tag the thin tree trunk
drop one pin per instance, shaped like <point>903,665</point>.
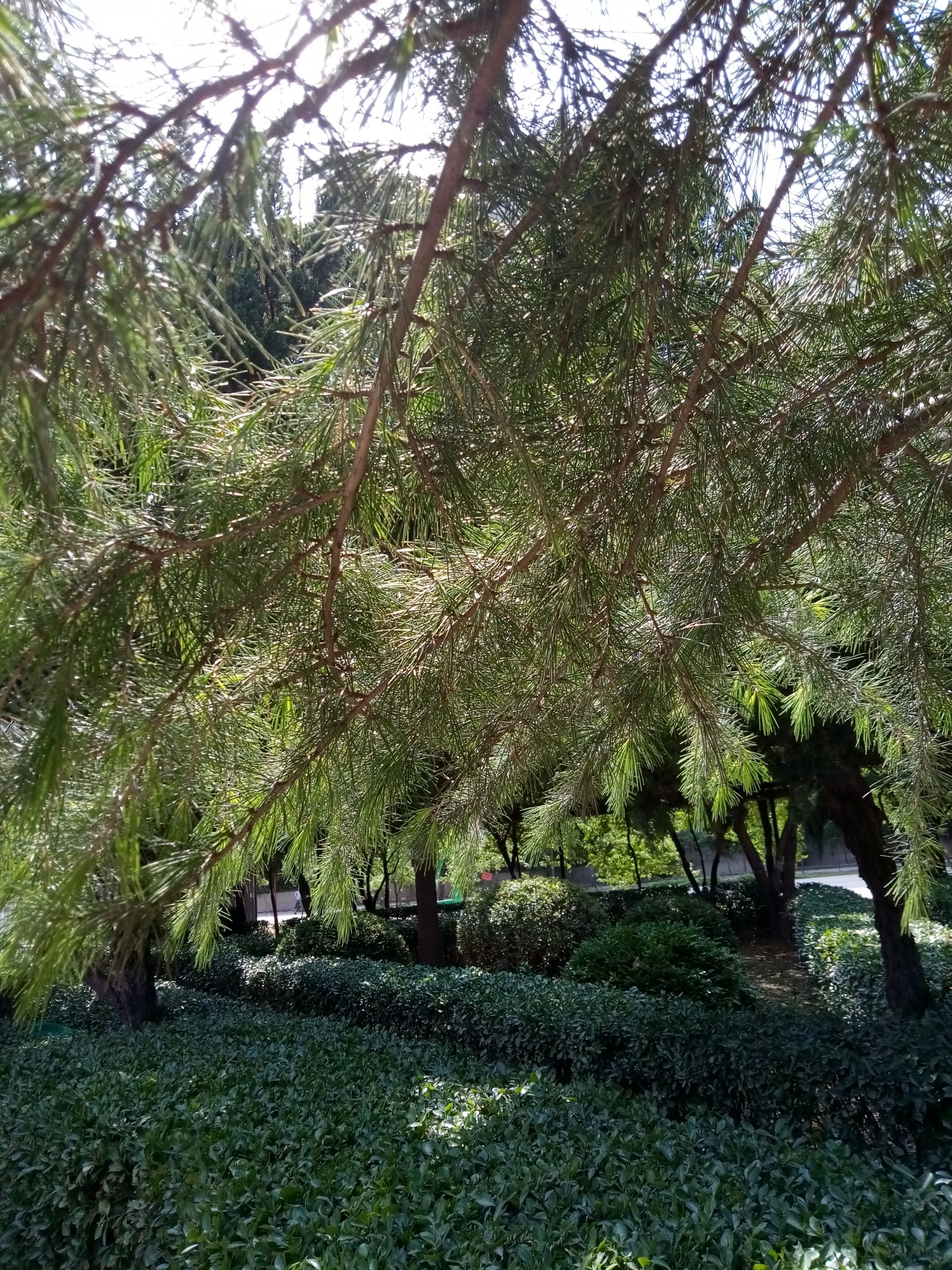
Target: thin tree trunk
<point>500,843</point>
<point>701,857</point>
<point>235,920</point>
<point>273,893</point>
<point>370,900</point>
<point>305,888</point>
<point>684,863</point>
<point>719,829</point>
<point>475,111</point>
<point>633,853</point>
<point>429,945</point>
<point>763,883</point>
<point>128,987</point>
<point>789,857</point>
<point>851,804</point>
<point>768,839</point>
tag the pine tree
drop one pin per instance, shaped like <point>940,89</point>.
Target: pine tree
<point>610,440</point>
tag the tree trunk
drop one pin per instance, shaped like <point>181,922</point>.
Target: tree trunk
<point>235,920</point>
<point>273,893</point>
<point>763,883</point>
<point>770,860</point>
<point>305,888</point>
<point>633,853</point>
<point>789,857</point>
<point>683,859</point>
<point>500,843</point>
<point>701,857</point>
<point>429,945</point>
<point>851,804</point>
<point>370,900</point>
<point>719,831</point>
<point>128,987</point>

################

PROBLEM:
Give back the material word for word, without images.

WORKED SOLUTION:
tag the thin tree trunk
drop one pin per instance, shaped like <point>903,665</point>.
Target: thin tree trunk
<point>500,843</point>
<point>701,857</point>
<point>235,920</point>
<point>273,893</point>
<point>370,900</point>
<point>305,888</point>
<point>684,863</point>
<point>719,829</point>
<point>475,111</point>
<point>633,853</point>
<point>429,945</point>
<point>763,883</point>
<point>128,987</point>
<point>789,857</point>
<point>851,804</point>
<point>768,839</point>
tag the pine tree
drop one pin per instance, shaped like <point>940,89</point>.
Target: pine tree
<point>610,440</point>
tag the tree trunk
drop one pin per instance, shaped like <point>181,922</point>.
Target: tree trunk
<point>235,920</point>
<point>273,893</point>
<point>763,883</point>
<point>770,860</point>
<point>305,888</point>
<point>633,853</point>
<point>789,857</point>
<point>683,859</point>
<point>500,843</point>
<point>701,857</point>
<point>429,945</point>
<point>851,804</point>
<point>370,900</point>
<point>719,831</point>
<point>128,987</point>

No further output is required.